- **YOUR INSTRUCTIONS**: The lines from the one containing "[tag] snow-covered slope" through the final line of the data below must be written out exactly, both included, and nothing more.

- **RECORDS PROVIDED**:
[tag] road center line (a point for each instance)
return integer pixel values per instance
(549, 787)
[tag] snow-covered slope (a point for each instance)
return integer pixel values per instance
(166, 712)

- **RESULT**:
[tag] snow-covered slope (a point for each instance)
return integer pixel values per instance
(166, 712)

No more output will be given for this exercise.